▸ **Document extract**:

A strong GDP outlook signals that buyers will have higher purchasing power down the road, and that can also raise developer confidence and their bids. As for how land prices affect condo prices, we have some details here. Overall though, suffice it to say that rising land costs – tied to rising GDP – can also prop up real estate prices.
It’s also worth noting that, if the property market is truly booming, the government lowering reserve prices may not help. Just because a developer is able to buy the land cheaper doesn’t mean they won’t peg property prices to existing market norms or new launches anyway.
Some of these factors are already reflected in the current property market
The most glaring example of this is shrinking unit sizes. As we’ve mentioned here, there are now small families that purchase two-bedders in the 600 to 700+ sq ft. range, for owner-occupancy. This would have been frowned on in the 2010s or earlier, when one or two-bedders were considered mainly rental assets and too small for own-stay use.
But with families shrinking, and some retirees choosing to right-size to one or two-bedders, the dynamic has shifted. We can also see, from projects like River Green, that developers care much less about $PSF and more about quantum. The market has responded well to this, as we’ve seen at launches like Penrith.

▸ **Direction a**: Summarize the property market excerpt in two sentences.

▸ **Data for the task**:
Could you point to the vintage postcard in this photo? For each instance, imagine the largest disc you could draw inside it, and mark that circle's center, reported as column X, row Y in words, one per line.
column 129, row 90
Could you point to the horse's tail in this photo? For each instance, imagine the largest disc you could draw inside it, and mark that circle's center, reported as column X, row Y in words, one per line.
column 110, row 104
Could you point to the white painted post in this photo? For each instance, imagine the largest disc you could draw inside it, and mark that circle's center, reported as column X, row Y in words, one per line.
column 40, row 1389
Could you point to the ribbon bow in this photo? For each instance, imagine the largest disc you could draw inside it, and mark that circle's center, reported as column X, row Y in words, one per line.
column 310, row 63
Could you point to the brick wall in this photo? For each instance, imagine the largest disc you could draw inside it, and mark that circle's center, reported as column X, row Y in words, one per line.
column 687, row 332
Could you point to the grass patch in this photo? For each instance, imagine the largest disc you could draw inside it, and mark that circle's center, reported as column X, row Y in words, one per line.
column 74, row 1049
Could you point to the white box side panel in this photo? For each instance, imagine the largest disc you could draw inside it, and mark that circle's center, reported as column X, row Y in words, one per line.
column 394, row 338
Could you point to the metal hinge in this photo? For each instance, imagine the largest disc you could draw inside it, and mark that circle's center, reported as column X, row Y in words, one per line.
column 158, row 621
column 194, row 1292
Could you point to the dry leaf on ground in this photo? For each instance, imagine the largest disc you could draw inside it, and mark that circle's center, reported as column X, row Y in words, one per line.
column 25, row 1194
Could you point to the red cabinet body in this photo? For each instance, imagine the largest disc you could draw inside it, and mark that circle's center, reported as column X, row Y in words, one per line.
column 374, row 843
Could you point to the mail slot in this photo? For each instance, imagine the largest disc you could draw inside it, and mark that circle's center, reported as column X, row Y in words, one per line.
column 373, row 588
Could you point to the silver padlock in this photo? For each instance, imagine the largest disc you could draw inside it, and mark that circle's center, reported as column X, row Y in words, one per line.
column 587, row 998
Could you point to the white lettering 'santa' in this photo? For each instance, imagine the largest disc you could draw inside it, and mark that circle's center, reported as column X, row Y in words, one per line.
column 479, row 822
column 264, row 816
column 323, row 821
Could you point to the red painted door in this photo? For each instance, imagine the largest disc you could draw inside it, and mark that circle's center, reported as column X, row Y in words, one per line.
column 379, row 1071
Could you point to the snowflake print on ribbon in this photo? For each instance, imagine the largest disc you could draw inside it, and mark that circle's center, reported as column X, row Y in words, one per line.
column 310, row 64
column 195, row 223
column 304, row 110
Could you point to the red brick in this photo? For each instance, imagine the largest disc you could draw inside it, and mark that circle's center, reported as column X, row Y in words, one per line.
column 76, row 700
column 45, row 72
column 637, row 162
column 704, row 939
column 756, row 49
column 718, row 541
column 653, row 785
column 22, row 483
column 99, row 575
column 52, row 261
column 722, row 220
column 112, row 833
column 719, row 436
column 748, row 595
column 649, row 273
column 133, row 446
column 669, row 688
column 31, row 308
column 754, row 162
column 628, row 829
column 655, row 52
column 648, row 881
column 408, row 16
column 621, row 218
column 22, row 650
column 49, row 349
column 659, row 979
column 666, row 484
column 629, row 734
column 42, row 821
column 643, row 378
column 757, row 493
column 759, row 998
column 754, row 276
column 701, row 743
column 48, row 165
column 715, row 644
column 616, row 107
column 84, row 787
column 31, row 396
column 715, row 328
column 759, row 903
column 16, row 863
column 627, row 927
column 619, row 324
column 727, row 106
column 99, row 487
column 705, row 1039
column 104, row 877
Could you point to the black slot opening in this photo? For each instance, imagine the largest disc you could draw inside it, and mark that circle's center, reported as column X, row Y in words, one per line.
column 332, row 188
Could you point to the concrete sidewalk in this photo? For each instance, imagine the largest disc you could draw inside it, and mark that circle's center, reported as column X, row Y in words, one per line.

▸ **Direction b**: Rewrite the entries from the start through the line containing "column 310, row 63", replacing "disc" with "circle" and changing nothing else.

▸ **Correct response a**: A strong GDP outlook signals higher future purchasing power for buyers and can raise developer confidence and bids, while rising land costs tied to rising GDP can prop up real estate prices, and in a truly booming market, lower reserve prices may not help because developers may still peg prices to market norms or new launches. Some of these factors already show in shrinking unit sizes: small families now buy two-bedders of 600 to 700+ sq ft. for owner-occupancy, and developers, as seen with River Green, care much less about $PSF and more about quantum.

▸ **Correct response b**:
Could you point to the vintage postcard in this photo? For each instance, imagine the largest circle you could draw inside it, and mark that circle's center, reported as column X, row Y in words, one per line.
column 129, row 90
Could you point to the horse's tail in this photo? For each instance, imagine the largest circle you could draw inside it, and mark that circle's center, reported as column X, row Y in words, one per line.
column 110, row 104
Could you point to the white painted post in this photo? For each instance, imagine the largest circle you could draw inside it, and mark that circle's center, reported as column X, row Y in words, one per line.
column 40, row 1389
Could you point to the ribbon bow in this photo? For each instance, imagine the largest circle you could draw inside it, and mark that circle's center, reported as column X, row Y in words, one per line.
column 310, row 63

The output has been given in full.